Specific Numbers and Values

UDP ports: 67 (server), 68 (client)

DHCP message types: DISCOVER (1), OFFER (2), REQUEST (3), ACK (5)

Default lease time: 8 days (Windows Server), but rogue servers often set 5-10 minutes

DHCP snooping rate limit default: 15 packets per second (Cisco)

Edge Cases

DHCP Relay: If a DHCP relay agent is used, the rogue server must be on the same subnet as the client because the relay unicasts the DISCOVER to the legitimate server; the rogue still hears the original broadcast.

IPv6: Rogue DHCPv6 servers pose similar threats; DHCPv6 uses multicast (FF02::1:2) instead of broadcast.

Wireless Networks: Rogue DHCP servers can be deployed on guest Wi-Fi; mitigation includes client isolation and DHCP snooping on wireless controllers.

Region annotation entries
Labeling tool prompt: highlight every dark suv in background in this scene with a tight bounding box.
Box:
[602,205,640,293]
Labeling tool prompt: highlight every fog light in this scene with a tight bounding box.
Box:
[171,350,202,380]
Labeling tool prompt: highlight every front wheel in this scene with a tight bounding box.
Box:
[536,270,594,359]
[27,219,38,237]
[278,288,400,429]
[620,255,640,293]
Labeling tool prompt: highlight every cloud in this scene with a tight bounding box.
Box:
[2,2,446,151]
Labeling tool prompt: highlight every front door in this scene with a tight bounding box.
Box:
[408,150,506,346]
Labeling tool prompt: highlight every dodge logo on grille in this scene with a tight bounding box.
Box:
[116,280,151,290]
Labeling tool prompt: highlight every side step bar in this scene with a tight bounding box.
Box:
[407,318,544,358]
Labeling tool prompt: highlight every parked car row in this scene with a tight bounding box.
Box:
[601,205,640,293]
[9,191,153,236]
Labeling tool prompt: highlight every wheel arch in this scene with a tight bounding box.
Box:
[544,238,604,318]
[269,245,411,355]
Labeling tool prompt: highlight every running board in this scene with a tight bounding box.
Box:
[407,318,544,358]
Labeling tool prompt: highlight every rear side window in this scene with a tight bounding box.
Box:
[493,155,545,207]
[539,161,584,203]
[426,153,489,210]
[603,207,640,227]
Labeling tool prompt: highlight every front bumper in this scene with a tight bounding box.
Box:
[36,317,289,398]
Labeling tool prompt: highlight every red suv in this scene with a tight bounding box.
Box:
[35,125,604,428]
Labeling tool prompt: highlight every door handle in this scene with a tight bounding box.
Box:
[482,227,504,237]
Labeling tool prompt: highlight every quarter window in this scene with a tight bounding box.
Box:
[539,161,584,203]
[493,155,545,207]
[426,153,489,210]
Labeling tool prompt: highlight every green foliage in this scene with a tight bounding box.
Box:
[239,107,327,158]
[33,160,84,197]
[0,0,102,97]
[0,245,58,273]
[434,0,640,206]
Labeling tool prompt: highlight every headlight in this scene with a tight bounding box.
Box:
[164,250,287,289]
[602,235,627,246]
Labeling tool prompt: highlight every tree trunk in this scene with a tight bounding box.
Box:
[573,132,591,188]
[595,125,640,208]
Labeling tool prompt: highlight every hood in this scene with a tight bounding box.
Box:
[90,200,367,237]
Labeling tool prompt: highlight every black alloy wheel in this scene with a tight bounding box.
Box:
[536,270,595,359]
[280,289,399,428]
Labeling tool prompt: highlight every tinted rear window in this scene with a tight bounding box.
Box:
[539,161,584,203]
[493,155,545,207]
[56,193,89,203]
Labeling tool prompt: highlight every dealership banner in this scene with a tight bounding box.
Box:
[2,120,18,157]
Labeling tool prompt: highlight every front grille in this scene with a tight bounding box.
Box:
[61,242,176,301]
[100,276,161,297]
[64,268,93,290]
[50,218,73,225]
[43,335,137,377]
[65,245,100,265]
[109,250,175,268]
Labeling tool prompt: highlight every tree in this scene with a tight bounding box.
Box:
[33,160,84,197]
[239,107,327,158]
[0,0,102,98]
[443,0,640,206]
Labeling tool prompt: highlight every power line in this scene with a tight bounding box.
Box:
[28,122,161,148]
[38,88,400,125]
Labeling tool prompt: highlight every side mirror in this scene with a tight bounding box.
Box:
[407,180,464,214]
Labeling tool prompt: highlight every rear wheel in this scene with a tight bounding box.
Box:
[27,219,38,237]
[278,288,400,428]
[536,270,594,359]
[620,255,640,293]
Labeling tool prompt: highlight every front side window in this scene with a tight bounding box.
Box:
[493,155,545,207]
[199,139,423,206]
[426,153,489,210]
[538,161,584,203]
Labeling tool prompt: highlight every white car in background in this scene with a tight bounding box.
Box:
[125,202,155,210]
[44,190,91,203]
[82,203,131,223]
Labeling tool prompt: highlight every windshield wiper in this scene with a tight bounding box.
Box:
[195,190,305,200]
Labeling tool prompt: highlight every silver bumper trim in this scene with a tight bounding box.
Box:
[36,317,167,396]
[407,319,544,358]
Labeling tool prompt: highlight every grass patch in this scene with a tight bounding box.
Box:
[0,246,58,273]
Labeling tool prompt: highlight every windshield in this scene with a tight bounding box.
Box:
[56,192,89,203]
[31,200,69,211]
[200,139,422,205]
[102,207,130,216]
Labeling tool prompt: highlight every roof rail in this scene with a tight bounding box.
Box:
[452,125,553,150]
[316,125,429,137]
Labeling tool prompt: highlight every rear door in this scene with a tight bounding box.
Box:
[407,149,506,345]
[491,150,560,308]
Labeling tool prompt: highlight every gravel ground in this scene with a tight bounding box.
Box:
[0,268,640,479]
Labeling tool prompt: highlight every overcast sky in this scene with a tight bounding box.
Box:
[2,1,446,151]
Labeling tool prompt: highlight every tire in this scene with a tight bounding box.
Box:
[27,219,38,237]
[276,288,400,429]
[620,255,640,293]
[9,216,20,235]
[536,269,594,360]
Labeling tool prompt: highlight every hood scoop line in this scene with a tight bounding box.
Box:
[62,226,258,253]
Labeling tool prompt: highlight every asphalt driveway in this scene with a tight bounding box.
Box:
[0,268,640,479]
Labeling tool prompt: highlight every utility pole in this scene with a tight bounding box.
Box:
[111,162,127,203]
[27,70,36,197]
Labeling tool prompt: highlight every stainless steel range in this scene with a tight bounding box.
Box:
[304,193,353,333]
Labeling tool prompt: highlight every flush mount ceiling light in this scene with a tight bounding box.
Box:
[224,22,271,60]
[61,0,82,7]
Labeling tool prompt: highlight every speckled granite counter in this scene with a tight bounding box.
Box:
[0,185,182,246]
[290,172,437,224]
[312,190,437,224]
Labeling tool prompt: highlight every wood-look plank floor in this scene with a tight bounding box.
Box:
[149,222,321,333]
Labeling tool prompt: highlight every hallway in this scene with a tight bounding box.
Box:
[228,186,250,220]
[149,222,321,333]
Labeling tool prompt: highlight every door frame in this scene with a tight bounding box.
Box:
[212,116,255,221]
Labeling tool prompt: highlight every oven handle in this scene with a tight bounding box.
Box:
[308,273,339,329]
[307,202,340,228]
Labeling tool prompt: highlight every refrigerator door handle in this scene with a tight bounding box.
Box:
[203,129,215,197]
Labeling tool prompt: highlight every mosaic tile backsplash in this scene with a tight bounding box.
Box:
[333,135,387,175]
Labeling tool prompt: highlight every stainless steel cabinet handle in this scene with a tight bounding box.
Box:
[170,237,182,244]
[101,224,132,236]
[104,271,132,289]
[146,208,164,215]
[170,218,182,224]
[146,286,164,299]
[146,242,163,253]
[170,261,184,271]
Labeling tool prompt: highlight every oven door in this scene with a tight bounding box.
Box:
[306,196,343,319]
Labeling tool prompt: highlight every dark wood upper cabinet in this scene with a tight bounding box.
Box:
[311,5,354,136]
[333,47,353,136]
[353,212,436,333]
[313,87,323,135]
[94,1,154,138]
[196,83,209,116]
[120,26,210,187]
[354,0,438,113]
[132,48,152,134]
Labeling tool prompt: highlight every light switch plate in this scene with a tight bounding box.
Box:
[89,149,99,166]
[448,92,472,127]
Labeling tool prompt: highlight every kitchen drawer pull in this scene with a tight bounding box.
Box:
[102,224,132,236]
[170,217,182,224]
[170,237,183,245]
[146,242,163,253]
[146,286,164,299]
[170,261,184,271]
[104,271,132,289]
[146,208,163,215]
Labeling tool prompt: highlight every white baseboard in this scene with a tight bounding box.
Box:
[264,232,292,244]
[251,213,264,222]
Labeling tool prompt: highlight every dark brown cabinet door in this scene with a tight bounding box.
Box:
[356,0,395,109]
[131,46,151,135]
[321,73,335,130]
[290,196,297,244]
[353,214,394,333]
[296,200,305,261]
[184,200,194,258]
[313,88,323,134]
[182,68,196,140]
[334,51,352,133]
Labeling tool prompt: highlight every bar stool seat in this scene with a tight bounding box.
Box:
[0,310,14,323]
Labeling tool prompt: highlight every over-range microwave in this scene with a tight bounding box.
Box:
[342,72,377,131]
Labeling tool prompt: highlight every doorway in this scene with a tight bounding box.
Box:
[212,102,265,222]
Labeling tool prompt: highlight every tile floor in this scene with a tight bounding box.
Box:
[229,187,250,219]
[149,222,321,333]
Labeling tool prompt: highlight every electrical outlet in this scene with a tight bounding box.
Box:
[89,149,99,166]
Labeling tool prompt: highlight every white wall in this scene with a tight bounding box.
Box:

**What to work on**:
a: Sum up the rogue DHCP server notes in two sentences.
b: Extend the rogue DHCP server notes past their final entry.

**Expected results**:
a: DHCP runs on UDP ports 67 for the server and 68 for the client, using the DISCOVER, OFFER, REQUEST and ACK message types. Windows Server defaults to an 8-day lease while rogue servers often set 5 to 10 minutes, and rogue servers are also a threat under IPv6 and on guest Wi-Fi, where client isolation and DHCP snooping on wireless controllers help.

b:
How to Eliminate Wrong Answers

If a question asks about preventing rogue DHCP, look for answers that mention "DHCP snooping" or "trusted ports." Answers like "firewall rules" or "encryption" are distractors.

If a question describes a scenario where clients get IPs but cannot reach the internet, suspect a rogue server assigning a fake gateway.

If a question asks about detection, tools like dhcploc or dhcpdump are correct; Nmap scanning for UDP 67 is also valid.

Exam Tip

Memorize the DHCP message flow: DISCOVER → OFFER → REQUEST → ACK (DORA). The rogue server hijacks the OFFER step. Know that DHCP snooping creates a binding table used by DAI and IP Source Guard.

Key Takeaways

A rogue DHCP server exploits the fact that DHCP clients accept the first DHCPOFFER they receive (per RFC 2131).

DHCP snooping is the primary defense; it requires configuring trusted ports for legitimate DHCP servers and untrusted ports for clients.

The rogue server must be on the same broadcast domain (VLAN) as the client to intercept DHCPDISCOVER broadcasts.

Default DHCP lease time on Windows Server is 8 days; rogue servers often set very short leases (e.g., 5 minutes) to force frequent renewals.

DHCP uses UDP ports 67 (server) and 68 (client); the client broadcasts to 255.255.255.255.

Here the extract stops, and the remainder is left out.